成果発表の場を求めて
東京藝大生がクラウドファンディングを開始

昨今のコロナ禍により、多くの学びや展示の機会が失われているが、東京藝術大学大学院の学生たちが成果発表の場を求めて新たなクラウドファンディングを開始している。

今回の目標は、2020年度は中止となっていた国際的なデザインプロジェクト「Which Mirror Do You Want to Lick?(WMDYWTL?)」を実現させることである。

「WMDYWTL?」は、実験的なアプローチで知られるイギリスのデザイナー集団 Åbäke(アバケ)、ユニークな書体デザイン知られるラディム・ペスコ、グラフィックアートのキュレーター、ゾフィ・デデレンらが仕掛ける「対話を中心にしたワークショップの成果を展示に帰結させるプロジェクト」である。

グラフィックデザインが生み出すリアリティをテーマにした展覧会で、内容の研究・理解から展示作品の制作、広報、最終的な展示計画まで、ほとんどすべてが学生主体で展開されるのが特徴だ。

東京藝術大学の参加メンバーは、ビジュアル・コミュニケーション専攻の大学院生を中心に、インテリア、映像、建築、批評・理論系、キュレーション系まで、様々なスキルや知見を持った学生たち約30人で構成。

> 短い問題:
上の東京藝大生のクラウドファンディングに関する記事を、最後の文に続けて書き進めなさい。 この後の一覧は、上の東京藝大生のクラウドファンディングに関する記事とは別の資料である。

> 記録された情報:
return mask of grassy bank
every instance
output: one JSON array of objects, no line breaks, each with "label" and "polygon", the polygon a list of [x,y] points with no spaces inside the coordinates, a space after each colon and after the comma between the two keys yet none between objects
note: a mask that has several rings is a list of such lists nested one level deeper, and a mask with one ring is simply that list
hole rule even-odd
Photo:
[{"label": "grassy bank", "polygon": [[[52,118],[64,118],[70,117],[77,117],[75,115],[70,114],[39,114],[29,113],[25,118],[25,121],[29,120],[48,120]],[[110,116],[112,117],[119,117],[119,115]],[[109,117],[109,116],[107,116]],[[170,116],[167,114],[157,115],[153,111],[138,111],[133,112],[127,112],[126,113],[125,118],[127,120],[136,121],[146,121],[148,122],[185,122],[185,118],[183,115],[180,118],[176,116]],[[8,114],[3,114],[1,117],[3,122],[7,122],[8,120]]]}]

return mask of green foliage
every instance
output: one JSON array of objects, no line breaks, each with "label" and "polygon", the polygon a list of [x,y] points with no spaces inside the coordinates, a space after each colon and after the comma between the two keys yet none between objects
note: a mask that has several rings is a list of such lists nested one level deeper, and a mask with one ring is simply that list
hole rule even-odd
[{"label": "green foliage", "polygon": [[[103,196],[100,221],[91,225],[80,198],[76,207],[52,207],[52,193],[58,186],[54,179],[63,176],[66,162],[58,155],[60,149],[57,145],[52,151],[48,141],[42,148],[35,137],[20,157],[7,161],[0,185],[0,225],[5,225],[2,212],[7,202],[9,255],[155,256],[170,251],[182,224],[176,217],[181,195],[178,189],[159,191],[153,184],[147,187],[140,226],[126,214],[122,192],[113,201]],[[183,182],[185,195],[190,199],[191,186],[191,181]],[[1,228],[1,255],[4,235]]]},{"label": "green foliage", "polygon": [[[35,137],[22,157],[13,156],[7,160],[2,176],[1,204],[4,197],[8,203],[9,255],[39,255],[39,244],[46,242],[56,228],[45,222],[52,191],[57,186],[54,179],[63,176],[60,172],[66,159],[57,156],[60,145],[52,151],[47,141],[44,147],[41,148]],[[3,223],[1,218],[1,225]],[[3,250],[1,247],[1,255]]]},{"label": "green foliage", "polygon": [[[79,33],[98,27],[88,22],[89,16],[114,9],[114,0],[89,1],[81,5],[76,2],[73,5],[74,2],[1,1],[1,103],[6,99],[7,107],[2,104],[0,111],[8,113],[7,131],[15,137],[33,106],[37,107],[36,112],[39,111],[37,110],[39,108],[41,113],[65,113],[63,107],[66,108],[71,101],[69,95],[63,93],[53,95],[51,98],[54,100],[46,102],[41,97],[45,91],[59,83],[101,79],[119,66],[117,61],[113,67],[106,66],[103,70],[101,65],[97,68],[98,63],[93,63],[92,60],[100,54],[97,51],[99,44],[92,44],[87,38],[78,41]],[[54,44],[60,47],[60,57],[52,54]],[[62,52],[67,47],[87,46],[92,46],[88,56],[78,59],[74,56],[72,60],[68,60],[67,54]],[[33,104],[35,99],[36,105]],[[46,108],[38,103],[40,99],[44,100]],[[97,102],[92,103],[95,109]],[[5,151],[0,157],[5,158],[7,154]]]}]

> 解答:
コラボレーターには、ÅbäkeのMaki Suzuki、ラディム・ペスコ、ゾフィ・デデレンと、日本側の講師には元Idea誌編集長の室賀清徳、デザイナーでOBの鈴木哲生、東京藝大デザイン科の松下計教授が参加する。

学生たちはこのプロジェクトを通じて、答えのない問いに対して「リサーチと対話を中心に据えながら、自分たちなりの理解を形作る」という、ヨーロッパ型のデザインプログラムが体験できるそうで、実際の展覧会以上にそれを作り上げるまでのプロセスが非常に重要だという。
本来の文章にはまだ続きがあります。